▶ _What this task involves_
Include in the output the line containing "Task: Q: Indicate the bell" and each subsequent line of the records, through the end, transcribed exactly. Add nothing else.

▶ _Entries_
____
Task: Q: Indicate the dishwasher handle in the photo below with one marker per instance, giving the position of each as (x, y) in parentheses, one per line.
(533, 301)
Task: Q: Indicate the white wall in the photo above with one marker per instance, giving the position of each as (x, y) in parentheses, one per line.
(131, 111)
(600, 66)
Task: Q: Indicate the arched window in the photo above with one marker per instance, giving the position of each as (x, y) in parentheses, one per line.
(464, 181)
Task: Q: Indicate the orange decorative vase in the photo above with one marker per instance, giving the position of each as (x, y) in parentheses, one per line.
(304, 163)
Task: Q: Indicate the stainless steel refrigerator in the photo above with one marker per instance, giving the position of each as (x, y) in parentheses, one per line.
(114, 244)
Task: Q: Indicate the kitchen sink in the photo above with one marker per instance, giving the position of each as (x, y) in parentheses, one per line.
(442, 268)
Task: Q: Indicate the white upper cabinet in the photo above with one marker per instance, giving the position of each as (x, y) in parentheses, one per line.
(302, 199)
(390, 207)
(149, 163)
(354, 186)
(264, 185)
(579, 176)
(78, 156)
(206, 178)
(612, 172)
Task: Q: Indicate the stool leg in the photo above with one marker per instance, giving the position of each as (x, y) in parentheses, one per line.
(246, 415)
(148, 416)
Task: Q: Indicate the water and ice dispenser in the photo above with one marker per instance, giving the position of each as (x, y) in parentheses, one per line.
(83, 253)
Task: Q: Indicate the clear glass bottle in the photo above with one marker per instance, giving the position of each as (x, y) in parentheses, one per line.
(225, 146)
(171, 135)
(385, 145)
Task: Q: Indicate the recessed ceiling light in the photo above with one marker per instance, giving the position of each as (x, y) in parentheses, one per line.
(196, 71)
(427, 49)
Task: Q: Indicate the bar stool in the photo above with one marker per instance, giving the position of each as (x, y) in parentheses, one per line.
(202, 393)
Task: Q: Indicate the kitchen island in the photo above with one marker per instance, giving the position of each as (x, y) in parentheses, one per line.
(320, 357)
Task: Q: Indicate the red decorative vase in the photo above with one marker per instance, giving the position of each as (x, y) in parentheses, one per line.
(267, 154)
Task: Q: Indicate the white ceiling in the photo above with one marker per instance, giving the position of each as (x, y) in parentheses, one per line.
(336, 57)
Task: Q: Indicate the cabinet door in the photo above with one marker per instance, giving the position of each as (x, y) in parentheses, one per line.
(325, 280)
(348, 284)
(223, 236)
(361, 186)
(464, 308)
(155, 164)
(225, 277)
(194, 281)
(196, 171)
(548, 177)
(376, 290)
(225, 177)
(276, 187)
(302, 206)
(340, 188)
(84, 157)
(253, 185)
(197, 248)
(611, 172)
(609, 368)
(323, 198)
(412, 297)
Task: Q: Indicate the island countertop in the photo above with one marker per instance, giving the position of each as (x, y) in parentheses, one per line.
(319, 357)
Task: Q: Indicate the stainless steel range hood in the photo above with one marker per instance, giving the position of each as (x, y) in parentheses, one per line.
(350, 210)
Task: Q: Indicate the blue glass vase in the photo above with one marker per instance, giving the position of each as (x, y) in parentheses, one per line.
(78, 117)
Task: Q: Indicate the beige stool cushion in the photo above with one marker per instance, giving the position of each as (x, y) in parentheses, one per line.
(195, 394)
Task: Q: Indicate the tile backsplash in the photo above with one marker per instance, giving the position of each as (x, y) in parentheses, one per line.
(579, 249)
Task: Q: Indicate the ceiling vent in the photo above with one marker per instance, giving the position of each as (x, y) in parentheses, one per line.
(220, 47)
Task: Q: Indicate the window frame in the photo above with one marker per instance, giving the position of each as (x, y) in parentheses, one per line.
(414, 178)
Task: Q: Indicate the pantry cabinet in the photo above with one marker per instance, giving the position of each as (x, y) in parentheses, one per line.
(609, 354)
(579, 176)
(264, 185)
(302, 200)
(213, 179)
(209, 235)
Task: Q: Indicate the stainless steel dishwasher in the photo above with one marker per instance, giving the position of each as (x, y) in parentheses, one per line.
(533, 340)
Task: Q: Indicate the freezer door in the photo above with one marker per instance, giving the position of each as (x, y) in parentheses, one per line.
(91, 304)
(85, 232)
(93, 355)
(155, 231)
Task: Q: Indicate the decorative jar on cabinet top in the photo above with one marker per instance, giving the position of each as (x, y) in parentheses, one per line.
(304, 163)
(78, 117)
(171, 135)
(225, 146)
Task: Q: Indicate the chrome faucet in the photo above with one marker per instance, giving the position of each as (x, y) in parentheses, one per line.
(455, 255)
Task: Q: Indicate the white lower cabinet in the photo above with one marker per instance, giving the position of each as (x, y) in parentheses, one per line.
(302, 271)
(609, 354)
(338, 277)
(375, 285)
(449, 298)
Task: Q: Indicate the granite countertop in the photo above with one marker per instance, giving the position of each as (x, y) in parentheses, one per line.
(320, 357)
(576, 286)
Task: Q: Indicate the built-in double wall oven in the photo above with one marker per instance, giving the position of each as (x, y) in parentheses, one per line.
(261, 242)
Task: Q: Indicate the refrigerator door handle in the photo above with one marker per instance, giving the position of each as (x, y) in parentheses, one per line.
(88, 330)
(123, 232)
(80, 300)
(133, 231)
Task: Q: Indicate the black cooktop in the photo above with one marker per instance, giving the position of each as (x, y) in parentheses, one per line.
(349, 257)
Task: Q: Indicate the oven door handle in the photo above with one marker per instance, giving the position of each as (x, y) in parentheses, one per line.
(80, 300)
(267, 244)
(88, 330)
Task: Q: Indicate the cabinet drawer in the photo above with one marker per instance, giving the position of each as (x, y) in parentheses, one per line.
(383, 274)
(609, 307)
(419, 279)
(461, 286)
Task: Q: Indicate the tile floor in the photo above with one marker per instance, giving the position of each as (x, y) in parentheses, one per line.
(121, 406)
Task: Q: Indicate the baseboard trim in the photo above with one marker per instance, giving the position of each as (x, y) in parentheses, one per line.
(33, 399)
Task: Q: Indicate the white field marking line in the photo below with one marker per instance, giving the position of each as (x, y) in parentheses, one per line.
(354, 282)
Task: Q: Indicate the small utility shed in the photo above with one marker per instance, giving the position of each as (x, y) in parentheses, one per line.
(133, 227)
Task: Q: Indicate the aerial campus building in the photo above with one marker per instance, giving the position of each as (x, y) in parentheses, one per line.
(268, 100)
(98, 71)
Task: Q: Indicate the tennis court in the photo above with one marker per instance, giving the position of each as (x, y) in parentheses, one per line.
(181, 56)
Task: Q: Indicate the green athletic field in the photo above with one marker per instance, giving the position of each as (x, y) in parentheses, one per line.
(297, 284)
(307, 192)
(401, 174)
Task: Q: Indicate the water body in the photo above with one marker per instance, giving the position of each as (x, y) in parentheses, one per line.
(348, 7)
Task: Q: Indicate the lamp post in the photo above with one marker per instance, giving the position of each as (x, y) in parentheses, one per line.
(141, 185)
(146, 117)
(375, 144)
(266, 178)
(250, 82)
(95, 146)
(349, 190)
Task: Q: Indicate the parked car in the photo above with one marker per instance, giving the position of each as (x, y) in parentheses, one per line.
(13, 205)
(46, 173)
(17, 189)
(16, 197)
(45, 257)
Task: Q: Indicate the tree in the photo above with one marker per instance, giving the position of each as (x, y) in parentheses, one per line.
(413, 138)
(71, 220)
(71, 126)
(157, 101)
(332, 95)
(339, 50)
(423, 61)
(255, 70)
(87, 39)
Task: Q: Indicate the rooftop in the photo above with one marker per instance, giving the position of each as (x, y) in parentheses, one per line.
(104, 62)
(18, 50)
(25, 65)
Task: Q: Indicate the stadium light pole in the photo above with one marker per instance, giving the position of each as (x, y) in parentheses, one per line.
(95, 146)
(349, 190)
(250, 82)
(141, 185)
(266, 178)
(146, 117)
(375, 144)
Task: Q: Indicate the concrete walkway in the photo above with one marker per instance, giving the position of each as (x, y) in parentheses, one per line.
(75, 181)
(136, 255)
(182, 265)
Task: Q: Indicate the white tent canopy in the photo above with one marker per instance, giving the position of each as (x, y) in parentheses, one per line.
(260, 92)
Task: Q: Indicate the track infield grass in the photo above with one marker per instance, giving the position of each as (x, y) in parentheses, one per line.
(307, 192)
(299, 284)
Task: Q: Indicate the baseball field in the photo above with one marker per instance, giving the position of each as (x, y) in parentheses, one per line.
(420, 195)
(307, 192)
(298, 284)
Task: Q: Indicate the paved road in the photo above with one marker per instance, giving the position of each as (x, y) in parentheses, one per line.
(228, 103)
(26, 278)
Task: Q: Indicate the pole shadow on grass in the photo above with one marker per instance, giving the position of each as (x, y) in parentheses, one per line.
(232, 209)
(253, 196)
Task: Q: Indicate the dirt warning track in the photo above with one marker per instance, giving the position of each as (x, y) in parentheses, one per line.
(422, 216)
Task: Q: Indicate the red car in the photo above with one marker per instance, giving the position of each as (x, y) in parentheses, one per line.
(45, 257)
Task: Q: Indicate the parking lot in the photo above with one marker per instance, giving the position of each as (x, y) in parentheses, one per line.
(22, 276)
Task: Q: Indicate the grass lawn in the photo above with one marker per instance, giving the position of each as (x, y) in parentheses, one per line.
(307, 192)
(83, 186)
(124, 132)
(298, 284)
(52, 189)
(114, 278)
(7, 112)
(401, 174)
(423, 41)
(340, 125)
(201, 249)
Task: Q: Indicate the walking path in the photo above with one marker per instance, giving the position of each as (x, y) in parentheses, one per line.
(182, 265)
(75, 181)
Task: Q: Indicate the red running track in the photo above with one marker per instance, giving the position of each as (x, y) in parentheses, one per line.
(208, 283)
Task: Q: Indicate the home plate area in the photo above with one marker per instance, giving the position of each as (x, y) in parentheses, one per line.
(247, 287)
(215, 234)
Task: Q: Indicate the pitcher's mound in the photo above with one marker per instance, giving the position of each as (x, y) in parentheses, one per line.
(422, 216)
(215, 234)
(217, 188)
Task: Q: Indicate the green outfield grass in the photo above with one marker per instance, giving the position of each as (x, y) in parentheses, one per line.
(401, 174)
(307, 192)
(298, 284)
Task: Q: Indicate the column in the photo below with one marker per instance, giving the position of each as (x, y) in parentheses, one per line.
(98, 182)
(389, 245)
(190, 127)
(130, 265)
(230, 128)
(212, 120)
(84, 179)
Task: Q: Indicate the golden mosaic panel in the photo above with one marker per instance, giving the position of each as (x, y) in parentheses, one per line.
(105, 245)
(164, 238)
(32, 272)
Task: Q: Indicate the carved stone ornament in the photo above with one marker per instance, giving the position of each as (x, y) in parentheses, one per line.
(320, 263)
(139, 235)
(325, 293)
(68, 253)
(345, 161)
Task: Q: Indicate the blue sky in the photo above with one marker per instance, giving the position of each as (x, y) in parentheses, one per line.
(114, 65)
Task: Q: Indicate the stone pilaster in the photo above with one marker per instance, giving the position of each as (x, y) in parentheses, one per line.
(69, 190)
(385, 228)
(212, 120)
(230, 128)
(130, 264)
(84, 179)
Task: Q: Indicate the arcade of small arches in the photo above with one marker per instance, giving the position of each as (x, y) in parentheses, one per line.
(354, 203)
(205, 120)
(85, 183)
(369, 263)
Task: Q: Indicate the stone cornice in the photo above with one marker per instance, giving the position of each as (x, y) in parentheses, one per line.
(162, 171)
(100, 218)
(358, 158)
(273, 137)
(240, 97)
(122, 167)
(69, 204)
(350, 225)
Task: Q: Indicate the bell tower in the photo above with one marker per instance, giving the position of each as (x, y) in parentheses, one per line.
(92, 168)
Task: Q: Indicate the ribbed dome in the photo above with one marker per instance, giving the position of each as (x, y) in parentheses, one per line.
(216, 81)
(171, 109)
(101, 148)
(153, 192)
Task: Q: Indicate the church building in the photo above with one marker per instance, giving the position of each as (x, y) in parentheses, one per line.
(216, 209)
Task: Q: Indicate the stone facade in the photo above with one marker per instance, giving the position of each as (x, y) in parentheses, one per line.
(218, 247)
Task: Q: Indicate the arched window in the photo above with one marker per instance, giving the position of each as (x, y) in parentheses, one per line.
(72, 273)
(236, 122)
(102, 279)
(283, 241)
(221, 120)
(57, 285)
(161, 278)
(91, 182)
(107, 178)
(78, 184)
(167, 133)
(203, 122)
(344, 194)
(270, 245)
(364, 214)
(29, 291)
____
▶ _Reply to the task_
Task: Q: Indicate the bell tower in the photo above with one marker per instance, giving the position of each as (x, y) in parentheses, one per line.
(92, 168)
Task: Q: Indicate the ribbed dome in the photo above with one marker per instance, giving the position of each as (x, y) in parentheses, one per line.
(216, 81)
(171, 109)
(101, 148)
(153, 192)
Task: Q: Indicate the church building in the photo above with one marker per instance, giving the position of each as (x, y) in parentheses, one per line.
(216, 209)
Task: Q: Indicate the stone facade in the photo above with one marker per instance, giving the position of each as (x, y) in parentheses, one per line.
(218, 247)
Task: Q: Indicate the arched window in the photo above with one marker per instance, giving the position of each as (x, y) in parentheses, one per line.
(72, 273)
(236, 122)
(102, 279)
(283, 241)
(221, 120)
(57, 285)
(161, 278)
(91, 182)
(107, 178)
(78, 184)
(167, 133)
(203, 122)
(344, 194)
(270, 245)
(364, 214)
(29, 291)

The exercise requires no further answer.